INPUT MATERIAL.
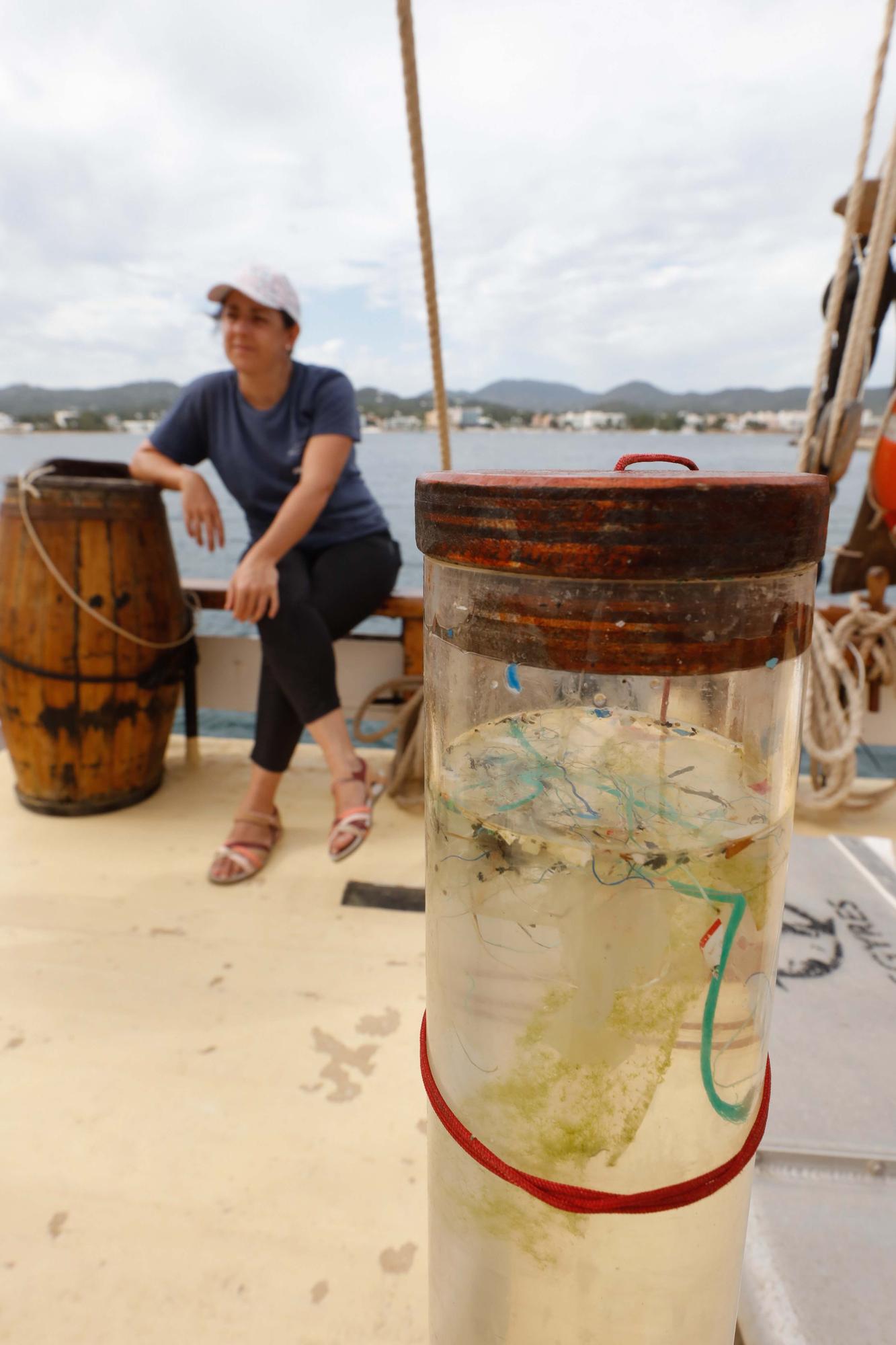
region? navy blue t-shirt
[149,360,389,550]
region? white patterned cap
[207,266,301,323]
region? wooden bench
[180,578,423,738]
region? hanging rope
[827,119,896,455]
[798,0,896,472]
[19,467,195,650]
[798,593,896,811]
[397,0,449,472]
[354,677,423,808]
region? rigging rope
[397,0,449,472]
[797,0,896,472]
[354,677,423,808]
[798,593,896,811]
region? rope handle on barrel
[19,467,198,650]
[419,1013,771,1215]
[614,453,700,472]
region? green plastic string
[669,878,756,1123]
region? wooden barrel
[0,459,195,815]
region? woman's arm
[129,438,225,551]
[225,434,351,621]
[247,434,351,565]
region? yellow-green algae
[463,897,709,1181]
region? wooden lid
[417,455,830,580]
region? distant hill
[0,378,889,420]
[0,381,180,420]
[469,378,592,412]
[470,378,889,416]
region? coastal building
[426,406,491,429]
[121,418,159,434]
[382,412,422,430]
[554,412,628,430]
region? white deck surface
[0,738,896,1345]
[0,740,426,1345]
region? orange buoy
[869,401,896,531]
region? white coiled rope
[798,593,896,811]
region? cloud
[0,0,896,393]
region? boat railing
[180,577,423,738]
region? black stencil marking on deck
[341,882,425,911]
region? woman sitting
[130,266,401,882]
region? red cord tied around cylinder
[614,453,700,472]
[419,1013,771,1215]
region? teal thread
[669,878,755,1124]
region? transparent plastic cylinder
[425,560,815,1345]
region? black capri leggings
[251,533,401,771]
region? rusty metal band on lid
[417,455,830,675]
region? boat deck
[0,738,426,1345]
[0,738,896,1345]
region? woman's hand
[225,551,280,621]
[180,467,223,551]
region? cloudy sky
[0,0,896,394]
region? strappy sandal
[327,761,386,863]
[207,808,282,886]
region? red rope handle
[614,453,700,472]
[419,1013,771,1215]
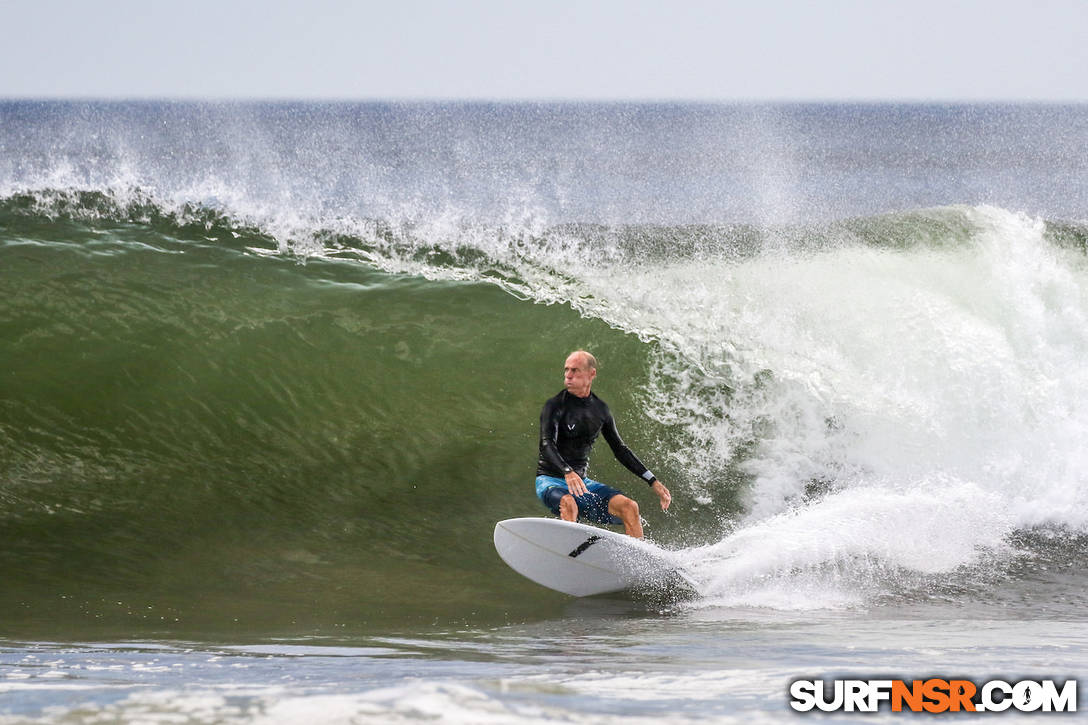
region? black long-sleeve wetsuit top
[536,390,657,484]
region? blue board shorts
[536,476,623,526]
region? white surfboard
[495,518,697,597]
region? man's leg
[559,493,578,521]
[609,493,642,539]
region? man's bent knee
[608,495,639,518]
[559,493,578,521]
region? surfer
[536,349,672,539]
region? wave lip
[0,181,1088,622]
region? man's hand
[650,481,672,511]
[564,471,590,496]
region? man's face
[562,353,597,397]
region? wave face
[0,105,1088,635]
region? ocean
[0,101,1088,725]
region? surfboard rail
[494,517,697,597]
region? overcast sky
[0,0,1088,101]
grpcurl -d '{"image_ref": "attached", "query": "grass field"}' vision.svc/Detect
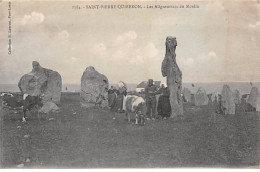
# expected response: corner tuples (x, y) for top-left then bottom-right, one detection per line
(0, 93), (260, 168)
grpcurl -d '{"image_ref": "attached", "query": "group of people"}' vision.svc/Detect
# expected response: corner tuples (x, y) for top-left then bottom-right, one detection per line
(108, 79), (171, 120)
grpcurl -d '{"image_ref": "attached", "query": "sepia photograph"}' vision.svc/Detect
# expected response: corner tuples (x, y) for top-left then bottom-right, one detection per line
(0, 0), (260, 169)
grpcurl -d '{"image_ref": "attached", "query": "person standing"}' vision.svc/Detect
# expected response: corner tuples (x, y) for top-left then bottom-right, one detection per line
(144, 79), (157, 120)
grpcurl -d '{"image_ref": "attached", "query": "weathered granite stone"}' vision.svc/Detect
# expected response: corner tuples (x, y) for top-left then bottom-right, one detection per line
(194, 87), (209, 106)
(18, 61), (62, 113)
(233, 90), (241, 105)
(221, 85), (236, 115)
(182, 88), (191, 102)
(161, 36), (183, 117)
(80, 66), (109, 108)
(247, 87), (260, 112)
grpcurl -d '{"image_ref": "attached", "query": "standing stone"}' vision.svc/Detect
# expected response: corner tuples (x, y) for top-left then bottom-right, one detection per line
(183, 88), (191, 102)
(247, 87), (260, 112)
(18, 61), (62, 113)
(221, 85), (236, 115)
(161, 36), (183, 117)
(194, 87), (209, 106)
(80, 66), (109, 108)
(233, 90), (241, 105)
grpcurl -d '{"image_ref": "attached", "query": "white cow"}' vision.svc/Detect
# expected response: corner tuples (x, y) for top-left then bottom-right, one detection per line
(123, 95), (146, 124)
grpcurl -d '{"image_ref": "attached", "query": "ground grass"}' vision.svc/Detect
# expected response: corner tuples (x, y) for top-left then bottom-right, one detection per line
(0, 93), (260, 168)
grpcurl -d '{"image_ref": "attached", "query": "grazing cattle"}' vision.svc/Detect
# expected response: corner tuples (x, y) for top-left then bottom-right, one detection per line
(0, 93), (42, 122)
(123, 95), (146, 124)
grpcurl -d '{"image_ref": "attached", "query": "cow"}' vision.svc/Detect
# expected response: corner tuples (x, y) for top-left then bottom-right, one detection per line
(123, 95), (146, 125)
(0, 93), (42, 122)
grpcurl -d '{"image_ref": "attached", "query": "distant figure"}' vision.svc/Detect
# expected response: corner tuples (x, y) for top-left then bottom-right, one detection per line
(111, 81), (127, 113)
(216, 94), (223, 114)
(108, 86), (117, 109)
(157, 87), (171, 119)
(144, 79), (157, 120)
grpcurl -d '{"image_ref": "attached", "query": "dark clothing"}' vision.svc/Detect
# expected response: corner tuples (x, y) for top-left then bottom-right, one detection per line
(157, 95), (171, 118)
(146, 98), (156, 118)
(111, 87), (127, 112)
(144, 85), (157, 118)
(108, 91), (116, 108)
(144, 85), (157, 100)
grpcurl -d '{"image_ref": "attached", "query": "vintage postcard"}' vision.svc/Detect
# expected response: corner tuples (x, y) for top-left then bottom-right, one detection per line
(0, 0), (260, 169)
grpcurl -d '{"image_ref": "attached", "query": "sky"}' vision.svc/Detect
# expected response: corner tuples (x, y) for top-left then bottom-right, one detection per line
(0, 1), (260, 84)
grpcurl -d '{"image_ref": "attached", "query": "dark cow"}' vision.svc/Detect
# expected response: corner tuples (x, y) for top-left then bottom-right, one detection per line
(1, 93), (42, 122)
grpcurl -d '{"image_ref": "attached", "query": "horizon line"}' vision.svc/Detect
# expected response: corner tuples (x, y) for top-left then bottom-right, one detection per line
(0, 81), (260, 86)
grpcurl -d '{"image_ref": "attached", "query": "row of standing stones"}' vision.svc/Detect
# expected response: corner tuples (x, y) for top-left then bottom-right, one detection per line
(18, 36), (260, 117)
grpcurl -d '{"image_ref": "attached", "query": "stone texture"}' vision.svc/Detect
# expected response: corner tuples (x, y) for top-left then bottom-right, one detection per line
(80, 66), (109, 108)
(161, 36), (183, 117)
(233, 90), (241, 105)
(39, 102), (60, 113)
(182, 88), (191, 102)
(194, 88), (209, 106)
(221, 85), (236, 115)
(247, 87), (260, 112)
(18, 61), (62, 113)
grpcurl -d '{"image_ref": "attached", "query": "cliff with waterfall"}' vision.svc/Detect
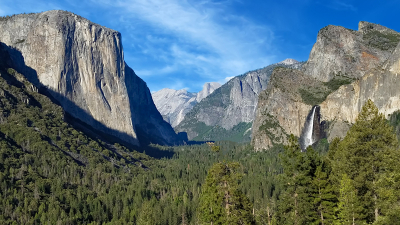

WHAT THE TASK ASKS. Reproduce the part that opens with the line containing "region? boat deck" and closes with the line containing "[536,476,623,526]". Swap "strappy sandal" for "open-toe sandal", keep everything else the same, and leave the picture out.

IN RESPONSE.
region? boat deck
[0,738,426,1345]
[0,738,896,1345]
region? woman's hand
[225,551,280,621]
[180,467,223,551]
region? cloudy sky
[0,0,896,394]
region? open-toe sandal
[327,761,386,863]
[207,808,282,886]
region? red rope handle
[614,453,700,472]
[419,1013,771,1215]
region? black long-sleeve wetsuit top
[536,390,657,484]
region? blue board shorts
[536,476,623,526]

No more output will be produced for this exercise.